| INSTRUCTIONS TO FOLLOW |
Starting with the first line of the records, write out each line exactly until you have included the line containing "positive clicks: (374, 191)".

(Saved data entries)
■ ■ ■

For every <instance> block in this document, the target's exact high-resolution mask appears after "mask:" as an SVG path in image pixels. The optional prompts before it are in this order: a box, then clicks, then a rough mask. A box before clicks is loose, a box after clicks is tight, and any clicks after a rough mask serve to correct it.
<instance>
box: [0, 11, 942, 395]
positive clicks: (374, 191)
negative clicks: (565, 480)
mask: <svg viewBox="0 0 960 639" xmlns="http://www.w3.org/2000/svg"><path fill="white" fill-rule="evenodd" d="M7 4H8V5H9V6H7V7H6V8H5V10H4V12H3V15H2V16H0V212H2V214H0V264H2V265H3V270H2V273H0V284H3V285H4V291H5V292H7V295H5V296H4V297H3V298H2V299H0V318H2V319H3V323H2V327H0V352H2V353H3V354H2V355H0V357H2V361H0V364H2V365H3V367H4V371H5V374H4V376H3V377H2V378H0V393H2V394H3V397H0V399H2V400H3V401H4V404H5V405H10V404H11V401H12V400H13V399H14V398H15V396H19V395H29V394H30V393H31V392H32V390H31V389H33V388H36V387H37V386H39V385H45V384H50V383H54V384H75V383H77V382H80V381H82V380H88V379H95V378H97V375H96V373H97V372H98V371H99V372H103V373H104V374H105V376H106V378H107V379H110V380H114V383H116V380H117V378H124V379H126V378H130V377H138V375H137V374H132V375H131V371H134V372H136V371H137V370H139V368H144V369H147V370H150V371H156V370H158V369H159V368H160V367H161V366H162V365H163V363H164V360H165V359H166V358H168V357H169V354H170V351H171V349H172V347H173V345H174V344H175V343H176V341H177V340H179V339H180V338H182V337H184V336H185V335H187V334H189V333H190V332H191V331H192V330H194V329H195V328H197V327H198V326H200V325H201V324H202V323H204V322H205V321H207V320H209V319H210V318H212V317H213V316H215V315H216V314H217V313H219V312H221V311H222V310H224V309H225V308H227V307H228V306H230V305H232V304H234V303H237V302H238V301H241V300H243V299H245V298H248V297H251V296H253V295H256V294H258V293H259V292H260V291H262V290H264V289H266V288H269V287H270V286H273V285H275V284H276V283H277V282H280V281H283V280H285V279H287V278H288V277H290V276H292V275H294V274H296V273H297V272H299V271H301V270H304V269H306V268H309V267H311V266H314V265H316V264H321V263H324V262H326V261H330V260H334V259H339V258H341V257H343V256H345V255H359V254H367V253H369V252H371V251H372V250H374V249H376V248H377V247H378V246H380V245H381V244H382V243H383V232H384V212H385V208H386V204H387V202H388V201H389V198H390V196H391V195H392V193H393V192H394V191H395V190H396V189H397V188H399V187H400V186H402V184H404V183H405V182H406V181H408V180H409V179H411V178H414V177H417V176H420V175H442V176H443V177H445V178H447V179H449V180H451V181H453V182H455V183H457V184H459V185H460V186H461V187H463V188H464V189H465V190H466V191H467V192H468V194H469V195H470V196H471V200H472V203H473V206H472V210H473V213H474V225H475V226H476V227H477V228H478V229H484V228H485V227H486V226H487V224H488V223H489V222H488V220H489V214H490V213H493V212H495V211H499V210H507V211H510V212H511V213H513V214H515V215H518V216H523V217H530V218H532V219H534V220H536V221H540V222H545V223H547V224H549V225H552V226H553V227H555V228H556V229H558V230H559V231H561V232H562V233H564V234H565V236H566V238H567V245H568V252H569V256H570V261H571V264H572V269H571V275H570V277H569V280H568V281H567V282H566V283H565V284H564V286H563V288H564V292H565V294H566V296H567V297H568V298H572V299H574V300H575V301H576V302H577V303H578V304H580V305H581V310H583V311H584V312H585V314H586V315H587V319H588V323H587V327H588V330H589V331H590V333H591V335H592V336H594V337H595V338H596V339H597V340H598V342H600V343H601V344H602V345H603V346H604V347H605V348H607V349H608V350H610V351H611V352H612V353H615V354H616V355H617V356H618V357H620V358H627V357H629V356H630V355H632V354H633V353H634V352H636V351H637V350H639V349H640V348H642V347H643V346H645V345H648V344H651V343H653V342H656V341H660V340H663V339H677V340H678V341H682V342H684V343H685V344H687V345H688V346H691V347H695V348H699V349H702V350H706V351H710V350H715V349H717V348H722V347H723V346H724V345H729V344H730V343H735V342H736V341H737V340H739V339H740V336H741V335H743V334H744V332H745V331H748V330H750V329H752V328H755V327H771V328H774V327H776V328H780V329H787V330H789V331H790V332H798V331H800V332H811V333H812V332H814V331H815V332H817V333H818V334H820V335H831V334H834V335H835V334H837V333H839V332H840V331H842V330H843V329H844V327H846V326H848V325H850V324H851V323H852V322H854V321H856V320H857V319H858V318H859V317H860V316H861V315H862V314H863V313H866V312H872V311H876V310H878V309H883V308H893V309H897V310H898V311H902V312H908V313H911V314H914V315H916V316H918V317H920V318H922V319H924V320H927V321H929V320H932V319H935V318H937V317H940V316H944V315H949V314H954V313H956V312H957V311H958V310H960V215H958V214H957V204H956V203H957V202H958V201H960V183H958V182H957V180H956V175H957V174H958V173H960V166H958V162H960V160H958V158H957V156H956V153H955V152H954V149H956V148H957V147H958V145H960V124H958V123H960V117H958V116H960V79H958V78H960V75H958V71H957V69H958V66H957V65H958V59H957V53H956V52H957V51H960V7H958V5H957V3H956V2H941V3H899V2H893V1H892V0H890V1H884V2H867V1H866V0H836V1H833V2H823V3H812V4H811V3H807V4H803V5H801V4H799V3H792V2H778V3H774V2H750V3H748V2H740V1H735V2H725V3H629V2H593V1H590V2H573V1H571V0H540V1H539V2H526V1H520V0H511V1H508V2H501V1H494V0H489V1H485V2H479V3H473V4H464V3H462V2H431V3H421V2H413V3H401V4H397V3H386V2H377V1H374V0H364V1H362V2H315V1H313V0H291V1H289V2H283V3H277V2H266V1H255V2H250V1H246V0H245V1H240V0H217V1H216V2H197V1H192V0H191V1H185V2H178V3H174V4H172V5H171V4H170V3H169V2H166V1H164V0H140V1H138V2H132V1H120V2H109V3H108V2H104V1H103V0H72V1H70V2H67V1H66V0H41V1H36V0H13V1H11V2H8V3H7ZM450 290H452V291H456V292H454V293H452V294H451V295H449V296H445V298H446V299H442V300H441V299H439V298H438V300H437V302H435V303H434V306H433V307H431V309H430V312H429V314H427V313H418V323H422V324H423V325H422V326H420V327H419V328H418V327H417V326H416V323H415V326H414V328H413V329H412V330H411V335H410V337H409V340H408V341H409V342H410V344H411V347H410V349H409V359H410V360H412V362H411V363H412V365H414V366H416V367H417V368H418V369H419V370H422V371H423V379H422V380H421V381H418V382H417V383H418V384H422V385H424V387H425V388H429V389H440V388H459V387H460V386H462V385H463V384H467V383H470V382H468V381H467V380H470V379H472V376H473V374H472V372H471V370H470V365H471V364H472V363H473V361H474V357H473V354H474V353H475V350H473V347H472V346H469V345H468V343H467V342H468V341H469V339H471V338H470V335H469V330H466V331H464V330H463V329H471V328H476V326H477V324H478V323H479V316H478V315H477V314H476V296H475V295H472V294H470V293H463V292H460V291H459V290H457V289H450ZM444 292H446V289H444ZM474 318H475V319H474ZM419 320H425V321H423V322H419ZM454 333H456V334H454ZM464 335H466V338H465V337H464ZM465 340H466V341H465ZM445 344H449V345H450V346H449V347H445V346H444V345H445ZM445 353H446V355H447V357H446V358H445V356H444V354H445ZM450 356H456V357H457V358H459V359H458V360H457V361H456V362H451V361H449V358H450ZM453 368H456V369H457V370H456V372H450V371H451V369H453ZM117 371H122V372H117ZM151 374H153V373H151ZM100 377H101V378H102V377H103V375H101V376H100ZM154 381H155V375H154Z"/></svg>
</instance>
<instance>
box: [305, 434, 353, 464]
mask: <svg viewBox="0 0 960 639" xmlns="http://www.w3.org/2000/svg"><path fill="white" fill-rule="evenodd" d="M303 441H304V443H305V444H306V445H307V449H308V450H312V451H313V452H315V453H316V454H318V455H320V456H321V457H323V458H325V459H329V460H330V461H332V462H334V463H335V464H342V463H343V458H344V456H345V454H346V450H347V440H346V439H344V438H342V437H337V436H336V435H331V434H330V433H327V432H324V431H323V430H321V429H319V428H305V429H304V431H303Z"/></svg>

■ ■ ■

| TASK SOLUTION |
For every <instance> block in this document, the target's exact high-resolution mask appears after "mask:" as an SVG path in image pixels. The optional prompts before it are in this order: a box, then clicks, then a rough mask. A box before clicks is loose, a box after clicks is tight, and any clicks after a rough mask serve to correct it.
<instance>
box: [0, 11, 942, 395]
positive clicks: (374, 191)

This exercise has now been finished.